(Exercise prompt): Leave every picture out and write out the records below exactly.

(Provided information):
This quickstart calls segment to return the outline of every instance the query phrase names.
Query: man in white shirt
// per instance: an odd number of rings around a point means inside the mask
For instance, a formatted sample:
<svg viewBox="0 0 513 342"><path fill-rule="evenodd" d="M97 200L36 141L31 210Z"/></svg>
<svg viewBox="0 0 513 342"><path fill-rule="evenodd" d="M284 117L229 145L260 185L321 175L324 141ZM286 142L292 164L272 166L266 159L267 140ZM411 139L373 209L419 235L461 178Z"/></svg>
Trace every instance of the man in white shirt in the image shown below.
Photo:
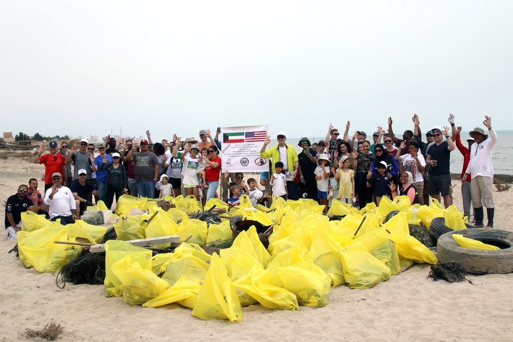
<svg viewBox="0 0 513 342"><path fill-rule="evenodd" d="M472 205L474 207L476 227L484 227L484 206L486 208L488 216L487 228L494 228L494 215L495 208L492 197L492 187L494 182L494 164L491 161L494 146L497 142L497 133L491 128L491 118L485 116L483 124L488 128L488 134L484 134L484 130L476 127L470 131L469 134L474 138L475 143L470 149L470 161L467 167L462 182L465 182L467 176L471 174L470 183L472 189Z"/></svg>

(Answer to this task):
This quickstart calls segment to return the outline of every instance the query phrase names.
Query: man in white shirt
// per instance: an odd number of rings around a point means inside the mask
For instance, a formatted sample:
<svg viewBox="0 0 513 342"><path fill-rule="evenodd" d="M97 200L36 141L31 210Z"/></svg>
<svg viewBox="0 0 513 342"><path fill-rule="evenodd" d="M284 117L229 145L260 185L321 175L324 141ZM286 142L292 164L272 166L266 159L267 140ZM411 139L373 209L419 235L461 178Z"/></svg>
Trace every instance of the man in white shirt in the image shown below.
Photo:
<svg viewBox="0 0 513 342"><path fill-rule="evenodd" d="M472 205L474 207L476 227L484 227L484 206L486 208L488 216L487 228L494 228L494 215L495 208L492 197L492 187L494 182L494 164L491 161L494 146L497 142L497 133L491 128L491 118L485 116L483 124L488 128L488 134L484 134L484 130L476 127L470 131L469 134L474 138L475 143L470 149L470 161L467 167L462 182L465 182L467 176L471 174L470 183L472 189Z"/></svg>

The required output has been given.